Point annotation dataset records

....

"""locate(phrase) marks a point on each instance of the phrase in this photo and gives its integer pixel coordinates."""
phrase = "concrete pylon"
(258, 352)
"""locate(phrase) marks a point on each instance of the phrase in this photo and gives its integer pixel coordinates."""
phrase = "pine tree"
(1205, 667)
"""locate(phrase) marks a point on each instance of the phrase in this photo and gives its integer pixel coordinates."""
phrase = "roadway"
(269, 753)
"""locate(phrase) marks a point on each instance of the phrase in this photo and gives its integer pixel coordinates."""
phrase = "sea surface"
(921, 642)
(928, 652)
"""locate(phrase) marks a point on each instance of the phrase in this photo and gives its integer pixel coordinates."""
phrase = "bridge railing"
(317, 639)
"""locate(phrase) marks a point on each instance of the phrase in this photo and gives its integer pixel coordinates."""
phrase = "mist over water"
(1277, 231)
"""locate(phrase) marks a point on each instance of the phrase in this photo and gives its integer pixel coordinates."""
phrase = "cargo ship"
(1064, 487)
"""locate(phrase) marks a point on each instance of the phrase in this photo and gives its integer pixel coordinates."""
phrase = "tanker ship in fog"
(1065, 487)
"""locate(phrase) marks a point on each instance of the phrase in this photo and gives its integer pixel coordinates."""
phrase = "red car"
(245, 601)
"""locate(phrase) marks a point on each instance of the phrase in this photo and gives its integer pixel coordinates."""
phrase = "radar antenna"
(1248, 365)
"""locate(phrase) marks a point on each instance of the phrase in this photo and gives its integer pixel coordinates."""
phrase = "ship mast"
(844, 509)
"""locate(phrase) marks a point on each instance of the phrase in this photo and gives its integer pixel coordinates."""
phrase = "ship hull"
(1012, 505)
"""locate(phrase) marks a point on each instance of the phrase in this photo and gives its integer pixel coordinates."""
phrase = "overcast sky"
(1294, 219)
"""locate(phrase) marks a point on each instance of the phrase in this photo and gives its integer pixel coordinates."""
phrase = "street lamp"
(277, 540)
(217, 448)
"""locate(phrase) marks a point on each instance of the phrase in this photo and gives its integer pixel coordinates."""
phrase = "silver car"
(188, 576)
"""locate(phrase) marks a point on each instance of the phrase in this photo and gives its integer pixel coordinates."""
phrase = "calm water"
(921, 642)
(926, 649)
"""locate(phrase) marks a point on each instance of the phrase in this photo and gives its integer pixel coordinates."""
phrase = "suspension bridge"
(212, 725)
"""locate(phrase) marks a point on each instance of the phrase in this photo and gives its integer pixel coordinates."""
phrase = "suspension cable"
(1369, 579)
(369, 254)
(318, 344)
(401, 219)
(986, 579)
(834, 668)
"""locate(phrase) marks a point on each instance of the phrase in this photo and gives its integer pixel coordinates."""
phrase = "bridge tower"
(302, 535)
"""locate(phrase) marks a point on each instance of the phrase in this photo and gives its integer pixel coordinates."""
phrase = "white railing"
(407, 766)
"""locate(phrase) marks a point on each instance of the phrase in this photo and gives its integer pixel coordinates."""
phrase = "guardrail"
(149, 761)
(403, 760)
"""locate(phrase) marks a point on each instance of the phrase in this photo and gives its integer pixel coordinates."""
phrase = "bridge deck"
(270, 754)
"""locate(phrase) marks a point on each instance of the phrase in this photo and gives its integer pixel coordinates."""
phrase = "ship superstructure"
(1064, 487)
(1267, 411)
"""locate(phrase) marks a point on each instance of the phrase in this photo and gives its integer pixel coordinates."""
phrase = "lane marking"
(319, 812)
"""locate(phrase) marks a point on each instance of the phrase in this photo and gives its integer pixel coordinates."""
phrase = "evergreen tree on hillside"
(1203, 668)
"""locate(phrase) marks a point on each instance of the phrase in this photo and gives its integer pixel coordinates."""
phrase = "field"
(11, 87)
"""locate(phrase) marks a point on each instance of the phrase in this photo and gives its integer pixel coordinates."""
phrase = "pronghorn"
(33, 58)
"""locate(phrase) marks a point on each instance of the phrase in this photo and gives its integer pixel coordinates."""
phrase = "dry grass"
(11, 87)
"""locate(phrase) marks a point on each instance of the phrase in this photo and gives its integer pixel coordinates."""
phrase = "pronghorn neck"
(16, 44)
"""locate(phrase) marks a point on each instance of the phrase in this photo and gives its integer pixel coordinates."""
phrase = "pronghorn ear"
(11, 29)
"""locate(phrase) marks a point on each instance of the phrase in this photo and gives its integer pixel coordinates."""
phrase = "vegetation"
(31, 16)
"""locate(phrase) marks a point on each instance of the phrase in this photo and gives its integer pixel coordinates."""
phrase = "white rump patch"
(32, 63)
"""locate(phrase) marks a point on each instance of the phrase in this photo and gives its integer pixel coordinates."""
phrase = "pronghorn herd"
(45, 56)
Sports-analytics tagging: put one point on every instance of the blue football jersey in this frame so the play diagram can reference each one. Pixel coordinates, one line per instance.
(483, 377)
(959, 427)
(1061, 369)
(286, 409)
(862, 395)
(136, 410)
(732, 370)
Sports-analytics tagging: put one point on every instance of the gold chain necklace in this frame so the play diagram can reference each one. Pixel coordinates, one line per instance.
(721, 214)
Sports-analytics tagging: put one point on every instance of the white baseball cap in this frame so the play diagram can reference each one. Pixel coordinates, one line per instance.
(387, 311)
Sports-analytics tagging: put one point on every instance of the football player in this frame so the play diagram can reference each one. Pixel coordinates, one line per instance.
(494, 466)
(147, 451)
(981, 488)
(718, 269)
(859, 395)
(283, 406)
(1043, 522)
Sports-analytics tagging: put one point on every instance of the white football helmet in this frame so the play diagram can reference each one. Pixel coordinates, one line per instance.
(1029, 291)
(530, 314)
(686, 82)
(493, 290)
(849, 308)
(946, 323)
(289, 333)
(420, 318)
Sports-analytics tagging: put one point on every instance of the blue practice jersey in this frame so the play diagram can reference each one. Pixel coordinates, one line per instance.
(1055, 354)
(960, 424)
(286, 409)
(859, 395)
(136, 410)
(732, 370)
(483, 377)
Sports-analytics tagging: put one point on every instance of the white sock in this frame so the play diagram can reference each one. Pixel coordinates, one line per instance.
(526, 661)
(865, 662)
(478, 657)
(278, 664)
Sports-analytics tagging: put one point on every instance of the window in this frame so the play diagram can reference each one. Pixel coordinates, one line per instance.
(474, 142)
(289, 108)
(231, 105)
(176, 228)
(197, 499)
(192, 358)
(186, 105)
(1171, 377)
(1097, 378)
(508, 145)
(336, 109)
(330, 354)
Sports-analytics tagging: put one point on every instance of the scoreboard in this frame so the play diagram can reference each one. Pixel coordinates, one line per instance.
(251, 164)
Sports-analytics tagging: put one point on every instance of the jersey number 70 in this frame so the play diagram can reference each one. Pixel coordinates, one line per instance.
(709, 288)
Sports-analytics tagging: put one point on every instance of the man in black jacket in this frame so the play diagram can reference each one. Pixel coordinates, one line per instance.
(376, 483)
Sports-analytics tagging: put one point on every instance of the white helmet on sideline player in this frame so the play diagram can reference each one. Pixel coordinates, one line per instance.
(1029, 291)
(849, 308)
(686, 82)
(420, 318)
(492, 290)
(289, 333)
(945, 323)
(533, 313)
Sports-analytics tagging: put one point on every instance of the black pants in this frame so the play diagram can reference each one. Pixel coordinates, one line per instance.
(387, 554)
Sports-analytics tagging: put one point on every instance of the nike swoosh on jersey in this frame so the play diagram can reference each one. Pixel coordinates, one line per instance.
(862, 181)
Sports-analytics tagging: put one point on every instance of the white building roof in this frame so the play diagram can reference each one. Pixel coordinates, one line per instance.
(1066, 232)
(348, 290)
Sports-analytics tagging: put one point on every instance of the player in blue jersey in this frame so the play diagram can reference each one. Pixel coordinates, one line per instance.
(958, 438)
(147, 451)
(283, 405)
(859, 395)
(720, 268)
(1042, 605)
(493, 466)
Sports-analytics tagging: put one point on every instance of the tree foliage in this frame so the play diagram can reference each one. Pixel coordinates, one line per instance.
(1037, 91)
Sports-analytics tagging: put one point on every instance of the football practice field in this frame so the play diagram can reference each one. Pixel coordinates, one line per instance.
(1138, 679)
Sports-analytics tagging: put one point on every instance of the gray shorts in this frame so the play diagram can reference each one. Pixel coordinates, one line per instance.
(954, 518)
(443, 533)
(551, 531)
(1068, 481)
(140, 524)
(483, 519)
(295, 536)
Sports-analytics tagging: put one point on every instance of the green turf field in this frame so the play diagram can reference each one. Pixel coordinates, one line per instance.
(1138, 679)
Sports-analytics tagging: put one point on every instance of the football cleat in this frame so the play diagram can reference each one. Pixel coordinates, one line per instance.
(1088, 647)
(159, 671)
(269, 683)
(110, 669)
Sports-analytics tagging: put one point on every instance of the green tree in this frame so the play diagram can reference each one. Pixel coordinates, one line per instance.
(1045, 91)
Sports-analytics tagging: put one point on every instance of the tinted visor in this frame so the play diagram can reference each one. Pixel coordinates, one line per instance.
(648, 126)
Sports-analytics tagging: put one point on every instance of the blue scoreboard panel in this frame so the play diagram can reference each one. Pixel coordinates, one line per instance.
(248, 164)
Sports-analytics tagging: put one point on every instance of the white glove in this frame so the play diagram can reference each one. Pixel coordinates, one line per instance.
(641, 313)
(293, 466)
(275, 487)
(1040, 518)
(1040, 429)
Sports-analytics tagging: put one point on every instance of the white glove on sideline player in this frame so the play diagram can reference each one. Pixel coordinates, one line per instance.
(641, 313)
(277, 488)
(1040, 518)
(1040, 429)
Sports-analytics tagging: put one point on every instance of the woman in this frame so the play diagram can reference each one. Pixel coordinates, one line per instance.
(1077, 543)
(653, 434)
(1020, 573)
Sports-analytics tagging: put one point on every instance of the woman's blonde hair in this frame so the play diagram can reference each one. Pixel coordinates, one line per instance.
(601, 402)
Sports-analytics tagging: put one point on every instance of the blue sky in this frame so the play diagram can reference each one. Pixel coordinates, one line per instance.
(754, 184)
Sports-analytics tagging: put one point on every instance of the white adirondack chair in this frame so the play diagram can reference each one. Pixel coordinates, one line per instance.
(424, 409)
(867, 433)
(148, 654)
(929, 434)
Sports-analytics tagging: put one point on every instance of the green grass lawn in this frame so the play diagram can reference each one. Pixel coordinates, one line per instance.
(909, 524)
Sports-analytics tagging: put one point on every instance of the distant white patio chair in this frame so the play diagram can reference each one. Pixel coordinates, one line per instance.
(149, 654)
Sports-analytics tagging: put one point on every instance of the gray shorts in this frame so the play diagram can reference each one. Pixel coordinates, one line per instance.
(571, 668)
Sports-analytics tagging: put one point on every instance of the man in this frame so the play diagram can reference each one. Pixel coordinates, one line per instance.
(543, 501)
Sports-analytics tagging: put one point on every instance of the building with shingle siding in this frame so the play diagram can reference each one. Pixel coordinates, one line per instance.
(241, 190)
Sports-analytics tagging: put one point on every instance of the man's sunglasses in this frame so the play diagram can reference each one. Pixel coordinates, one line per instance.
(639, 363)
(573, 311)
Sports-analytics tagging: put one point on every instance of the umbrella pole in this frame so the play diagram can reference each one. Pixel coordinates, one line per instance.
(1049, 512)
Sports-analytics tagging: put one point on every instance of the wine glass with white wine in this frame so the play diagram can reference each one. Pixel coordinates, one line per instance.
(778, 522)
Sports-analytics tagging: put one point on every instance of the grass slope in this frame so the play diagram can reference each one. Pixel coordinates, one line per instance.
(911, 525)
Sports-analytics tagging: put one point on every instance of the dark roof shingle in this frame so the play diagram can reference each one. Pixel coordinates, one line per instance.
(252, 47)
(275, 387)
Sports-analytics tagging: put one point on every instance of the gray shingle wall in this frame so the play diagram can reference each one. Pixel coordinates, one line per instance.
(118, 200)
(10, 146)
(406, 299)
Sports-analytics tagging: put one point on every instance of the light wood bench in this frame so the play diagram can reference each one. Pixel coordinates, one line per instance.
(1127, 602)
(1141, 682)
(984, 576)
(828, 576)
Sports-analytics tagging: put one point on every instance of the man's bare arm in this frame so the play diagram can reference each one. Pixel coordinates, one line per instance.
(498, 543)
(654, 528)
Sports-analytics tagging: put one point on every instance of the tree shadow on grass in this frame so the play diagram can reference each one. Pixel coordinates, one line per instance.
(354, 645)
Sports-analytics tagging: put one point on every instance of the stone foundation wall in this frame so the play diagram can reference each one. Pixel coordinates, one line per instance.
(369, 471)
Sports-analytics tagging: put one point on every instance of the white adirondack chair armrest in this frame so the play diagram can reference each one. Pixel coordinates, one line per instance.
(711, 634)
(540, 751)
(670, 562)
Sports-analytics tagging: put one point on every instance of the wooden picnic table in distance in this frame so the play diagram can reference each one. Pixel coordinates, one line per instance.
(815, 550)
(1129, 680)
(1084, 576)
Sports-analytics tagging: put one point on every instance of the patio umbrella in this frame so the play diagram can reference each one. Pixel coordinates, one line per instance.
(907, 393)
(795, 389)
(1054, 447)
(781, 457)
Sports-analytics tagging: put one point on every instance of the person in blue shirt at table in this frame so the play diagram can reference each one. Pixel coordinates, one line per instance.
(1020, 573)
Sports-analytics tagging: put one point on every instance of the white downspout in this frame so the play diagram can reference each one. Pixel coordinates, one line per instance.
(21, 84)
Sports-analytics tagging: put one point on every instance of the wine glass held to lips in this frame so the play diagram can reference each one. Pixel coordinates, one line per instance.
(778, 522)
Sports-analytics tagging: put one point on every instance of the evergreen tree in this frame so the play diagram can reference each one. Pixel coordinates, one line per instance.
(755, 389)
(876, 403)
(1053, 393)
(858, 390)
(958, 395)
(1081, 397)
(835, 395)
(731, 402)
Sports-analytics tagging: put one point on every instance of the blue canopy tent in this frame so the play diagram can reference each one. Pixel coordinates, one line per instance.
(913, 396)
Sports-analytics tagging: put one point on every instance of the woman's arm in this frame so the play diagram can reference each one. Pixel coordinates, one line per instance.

....

Exercise instructions
Render the records as a numbered list, starting at the line containing "of the stone" and ending after the line containing "(1084, 576)". Omit any blank lines.

Correct response
1. Sports-analytics tagging: put one point on every instance of the stone foundation wall in this frame so the play diagram can reference each one. Pixel coordinates, one line per instance.
2. (369, 471)
3. Sports-analytics tagging: put one point on every instance of the white adirondack chair armrest in this frame so the play diagram can reference each one. Pixel coordinates, one line per instance.
4. (711, 634)
5. (540, 751)
6. (670, 562)
7. Sports-analytics tagging: put one point on every instance of the wooden picnic table in distance in this frame so the play diagram can reference each one. Pixel coordinates, one line per instance.
8. (815, 550)
9. (1129, 680)
10. (1084, 576)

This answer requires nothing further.